▸ PROBLEM TO SOLVE
Retype the passage from the forum thread below about Plasma not starting on KDE Neon, starting at "Tried to remove, reinstall" and ending at "will fix this.".

▸ EXCERPT TO READ

============

Can't start plasma (Probably broken pakage I can't overcome)

I’m using KDE Neon. The upgrade to plasma 6 was ok, and everything worked fine, until an update in which discover said it couldn’t complete because of an error in a package. I restarted the computer, thinking it might help, but since than I couldn’t log on to plasma.

I get to SDDM, and enter the password, the screen get black for several seconds before getting back to SDDM.
I tried logging in X11 session - and I did get in, but plasma shell itself just crashed. Or is it KWin inside plasma shell?
Because I can’t see any panels or any widget, and the background is black, but I can summon KRunner with the hotkey and run programs. I can even switch desktops with shortcut keys.

Now the second part - I’ve tried updating all my packages in discover and I get this error:

Package failed to install:

Error while installing package: trying to overwrite ‘/usr/share/man/man7/libpipewire-module-access.7.gz’, which is also in package pipewire-bin 1.0.3-2~ubuntu22.04

Tried to remove, reinstall or fix the broken package using synaptic, and pkcon in the terminal and nothing helps.

What can I do?

Run sudo apt full-upgrade so we can see the messaging just before the one Discover/Pkcon shows. This will give us the package that contains the duplicate file causing the error. This should give better clues as to what will fix this.

Once we see the specific package name and path, the most likely fix will be to use dpkg to force the new package to overwrite the existing file.

I am going to guess it is pipewire-related, probably from an added PPA?

Yes, it’s pipewire.

libpipewire-0.3-modules : Depends: libpipewire-0.3-0 (= 1.0.3-2~ubuntu22.04) but 1.0.7-3~ubuntu22.04 is installed
pipewire-bin : Depends: libpipewire-0.3-0 (= 1.0.3-2~ubuntu22.04) but 1.0.7-3~ubuntu22.04 is installed

We need to see what specific package is trying to overwrite the file in your error message. It should be the lines in the apt output just before the “package failed to install”. It also includes the full path to the physical file. We need both the full path and the full file name.

============

▸ INFORMATION PROVIDED
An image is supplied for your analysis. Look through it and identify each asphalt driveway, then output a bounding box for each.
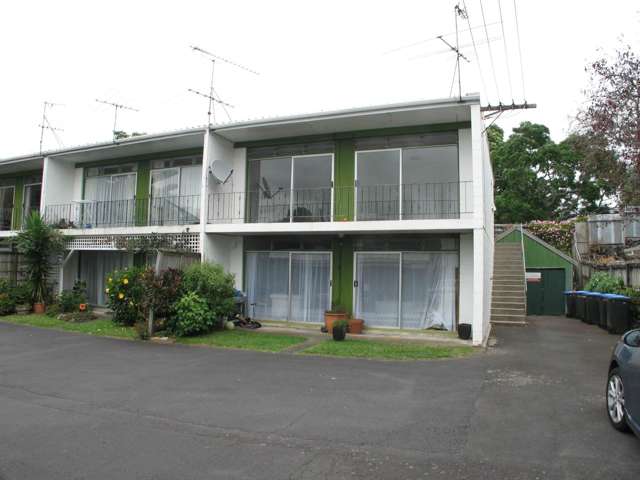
[0,317,640,480]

============

▸ PROBLEM SOLUTION
Tried to remove, reinstall or fix the broken package using synaptic, and pkcon in the terminal and nothing helps.

What can I do?

Run sudo apt full-upgrade so we can see the messaging just before the one Discover/Pkcon shows. This will give us the package that contains the duplicate file causing the error. This should give better clues as to what will fix this.